---- Source records

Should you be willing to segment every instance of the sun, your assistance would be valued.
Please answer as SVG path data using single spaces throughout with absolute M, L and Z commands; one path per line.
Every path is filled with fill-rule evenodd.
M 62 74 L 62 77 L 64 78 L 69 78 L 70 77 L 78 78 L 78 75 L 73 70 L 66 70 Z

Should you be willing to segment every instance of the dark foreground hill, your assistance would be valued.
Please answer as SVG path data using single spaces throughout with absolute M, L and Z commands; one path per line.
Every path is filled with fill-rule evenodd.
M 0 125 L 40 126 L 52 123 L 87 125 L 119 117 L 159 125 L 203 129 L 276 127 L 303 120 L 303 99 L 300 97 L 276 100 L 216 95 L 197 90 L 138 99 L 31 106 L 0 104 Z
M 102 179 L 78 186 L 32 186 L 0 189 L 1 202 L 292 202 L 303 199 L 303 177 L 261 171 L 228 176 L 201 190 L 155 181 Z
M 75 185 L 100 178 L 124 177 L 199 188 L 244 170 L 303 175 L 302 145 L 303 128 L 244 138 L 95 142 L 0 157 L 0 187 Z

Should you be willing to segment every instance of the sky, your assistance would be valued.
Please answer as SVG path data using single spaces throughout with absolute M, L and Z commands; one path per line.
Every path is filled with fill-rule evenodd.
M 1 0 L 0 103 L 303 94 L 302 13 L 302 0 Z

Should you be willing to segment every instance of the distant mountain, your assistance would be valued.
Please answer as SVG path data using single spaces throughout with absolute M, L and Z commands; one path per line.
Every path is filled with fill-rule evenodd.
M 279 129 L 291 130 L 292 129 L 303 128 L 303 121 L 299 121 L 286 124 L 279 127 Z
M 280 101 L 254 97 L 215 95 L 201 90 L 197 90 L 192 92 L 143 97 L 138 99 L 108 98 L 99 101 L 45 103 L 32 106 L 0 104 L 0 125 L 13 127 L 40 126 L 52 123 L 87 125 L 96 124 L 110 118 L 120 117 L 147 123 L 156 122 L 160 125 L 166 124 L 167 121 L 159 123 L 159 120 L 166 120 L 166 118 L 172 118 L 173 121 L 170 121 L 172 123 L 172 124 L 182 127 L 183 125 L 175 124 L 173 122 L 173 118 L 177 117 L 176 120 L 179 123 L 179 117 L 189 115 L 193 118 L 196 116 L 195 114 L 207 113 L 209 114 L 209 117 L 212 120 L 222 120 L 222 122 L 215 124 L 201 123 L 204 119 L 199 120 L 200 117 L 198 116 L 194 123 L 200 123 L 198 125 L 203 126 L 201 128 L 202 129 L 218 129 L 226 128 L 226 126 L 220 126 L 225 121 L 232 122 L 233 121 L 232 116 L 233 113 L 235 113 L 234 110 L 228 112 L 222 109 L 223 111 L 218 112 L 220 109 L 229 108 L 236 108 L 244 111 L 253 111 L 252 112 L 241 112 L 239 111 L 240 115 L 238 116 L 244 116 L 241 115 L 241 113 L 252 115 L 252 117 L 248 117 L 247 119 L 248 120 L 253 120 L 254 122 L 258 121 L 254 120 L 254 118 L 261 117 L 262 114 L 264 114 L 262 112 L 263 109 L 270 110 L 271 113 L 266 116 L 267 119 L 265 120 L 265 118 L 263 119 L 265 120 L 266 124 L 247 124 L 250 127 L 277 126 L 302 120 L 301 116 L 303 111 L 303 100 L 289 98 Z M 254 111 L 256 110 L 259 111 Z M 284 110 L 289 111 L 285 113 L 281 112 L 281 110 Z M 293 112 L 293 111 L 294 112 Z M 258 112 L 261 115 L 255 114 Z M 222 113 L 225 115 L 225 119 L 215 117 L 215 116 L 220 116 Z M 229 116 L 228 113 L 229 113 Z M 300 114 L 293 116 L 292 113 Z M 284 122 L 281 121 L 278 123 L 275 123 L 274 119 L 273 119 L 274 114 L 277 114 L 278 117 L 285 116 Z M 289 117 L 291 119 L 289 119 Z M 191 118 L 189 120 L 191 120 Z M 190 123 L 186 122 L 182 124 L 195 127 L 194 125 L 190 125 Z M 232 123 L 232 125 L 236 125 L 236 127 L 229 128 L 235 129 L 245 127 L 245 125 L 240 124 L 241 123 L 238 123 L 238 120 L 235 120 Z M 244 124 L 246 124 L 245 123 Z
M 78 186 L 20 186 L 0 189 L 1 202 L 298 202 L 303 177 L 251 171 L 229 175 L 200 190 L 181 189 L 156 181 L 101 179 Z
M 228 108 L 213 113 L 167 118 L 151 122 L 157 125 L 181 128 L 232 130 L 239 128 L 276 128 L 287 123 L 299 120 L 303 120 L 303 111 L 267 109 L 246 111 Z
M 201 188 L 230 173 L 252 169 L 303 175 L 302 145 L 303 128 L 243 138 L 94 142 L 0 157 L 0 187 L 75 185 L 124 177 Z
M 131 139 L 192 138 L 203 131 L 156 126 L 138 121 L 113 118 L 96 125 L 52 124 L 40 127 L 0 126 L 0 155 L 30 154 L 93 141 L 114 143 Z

--------

Short exercise:
Print every line of the rows above as it stands, with no changes.

Task response:
Should you be willing to segment every instance of the sun, your assistance would be valued.
Please answer as SVG path data using single spaces throughout with absolute M, L and Z commands; one path per line.
Every path is filled with fill-rule evenodd.
M 62 74 L 62 77 L 64 78 L 69 78 L 70 77 L 78 78 L 78 75 L 73 70 L 66 70 Z

Should you be willing to segment every instance of the dark foreground hill, your assistance would be valued.
Please answer as SVG path data using single spaces throughout with absolute M, L and Z commands; one path per line.
Every path is filled with fill-rule evenodd.
M 0 125 L 40 126 L 52 123 L 87 125 L 119 117 L 159 125 L 203 129 L 276 127 L 303 120 L 303 99 L 300 97 L 276 100 L 216 95 L 197 90 L 138 99 L 31 106 L 0 104 Z
M 102 179 L 78 186 L 32 186 L 0 189 L 1 202 L 292 202 L 303 199 L 303 177 L 261 171 L 228 176 L 201 190 L 155 181 Z
M 75 185 L 100 178 L 124 177 L 199 188 L 244 170 L 303 175 L 302 145 L 303 128 L 244 138 L 95 142 L 0 157 L 0 187 Z

Should you be willing to segment every instance of the sky, your assistance would be valued.
Please answer as SVG path data using single spaces throughout with absolute M, L and Z commands; one path per line.
Every path is filled with fill-rule evenodd.
M 1 0 L 0 103 L 303 94 L 302 13 L 302 0 Z

Should you be willing to segment every instance of the distant mountain, your assistance would be valued.
Please answer as SVG path data using single spaces throughout with absolute M, L and Z commands; one path per line.
Every path is filled with fill-rule evenodd.
M 279 129 L 291 130 L 292 129 L 303 128 L 303 121 L 299 121 L 286 124 L 279 127 Z
M 280 101 L 254 97 L 215 95 L 201 90 L 197 90 L 192 92 L 143 97 L 138 99 L 108 98 L 99 101 L 45 103 L 32 106 L 0 104 L 0 125 L 13 127 L 40 126 L 52 123 L 87 125 L 96 124 L 110 118 L 120 117 L 147 123 L 156 122 L 160 125 L 166 124 L 167 121 L 159 123 L 159 120 L 166 120 L 166 118 L 172 118 L 173 121 L 170 121 L 172 123 L 172 124 L 182 127 L 183 125 L 175 124 L 173 122 L 173 118 L 177 117 L 176 120 L 179 123 L 179 117 L 189 115 L 193 118 L 196 116 L 195 114 L 207 113 L 209 114 L 209 117 L 212 120 L 222 120 L 222 122 L 215 124 L 201 123 L 204 119 L 199 120 L 200 117 L 198 116 L 194 123 L 200 123 L 198 125 L 203 126 L 201 128 L 202 129 L 218 129 L 226 128 L 226 126 L 220 126 L 225 121 L 232 122 L 233 121 L 232 116 L 233 113 L 235 113 L 234 110 L 228 112 L 222 109 L 223 111 L 218 112 L 220 109 L 229 108 L 236 108 L 244 111 L 253 111 L 252 112 L 241 112 L 239 111 L 240 115 L 238 116 L 244 116 L 241 115 L 241 113 L 252 115 L 252 117 L 248 117 L 247 119 L 248 120 L 253 120 L 254 122 L 258 121 L 254 120 L 254 118 L 261 117 L 262 114 L 264 114 L 262 112 L 263 109 L 270 110 L 271 113 L 266 116 L 267 119 L 265 120 L 265 118 L 263 119 L 265 120 L 266 124 L 247 124 L 250 127 L 277 126 L 302 120 L 301 116 L 303 111 L 303 100 L 289 98 Z M 254 111 L 256 110 L 259 111 Z M 284 110 L 289 111 L 285 113 L 281 112 L 281 110 Z M 293 112 L 293 111 L 294 112 Z M 258 112 L 261 115 L 255 114 Z M 222 113 L 225 115 L 225 119 L 215 117 L 215 116 L 220 116 Z M 229 116 L 228 113 L 229 113 Z M 300 114 L 293 116 L 292 113 Z M 284 122 L 281 121 L 278 123 L 275 123 L 274 119 L 273 119 L 274 114 L 277 114 L 278 117 L 285 116 Z M 289 117 L 291 119 L 289 119 Z M 191 118 L 189 120 L 191 120 Z M 190 123 L 186 122 L 182 124 L 195 127 L 194 125 L 190 125 Z M 232 123 L 232 125 L 236 125 L 236 127 L 229 128 L 235 129 L 245 127 L 245 125 L 240 124 L 241 123 L 238 123 L 238 120 L 235 120 Z M 244 124 L 246 124 L 245 123 Z
M 78 186 L 20 186 L 0 189 L 1 202 L 298 202 L 303 177 L 251 171 L 229 175 L 200 190 L 181 189 L 156 181 L 101 179 Z
M 228 108 L 213 113 L 167 118 L 151 122 L 157 125 L 181 128 L 232 130 L 239 128 L 276 128 L 287 123 L 299 120 L 303 120 L 303 111 L 267 109 L 246 111 Z
M 201 188 L 230 173 L 252 169 L 303 175 L 302 145 L 303 128 L 243 138 L 94 142 L 0 157 L 0 187 L 75 185 L 124 177 Z
M 131 139 L 192 138 L 203 131 L 156 126 L 138 121 L 113 118 L 96 125 L 52 124 L 40 127 L 0 126 L 0 155 L 30 154 L 93 141 L 114 143 Z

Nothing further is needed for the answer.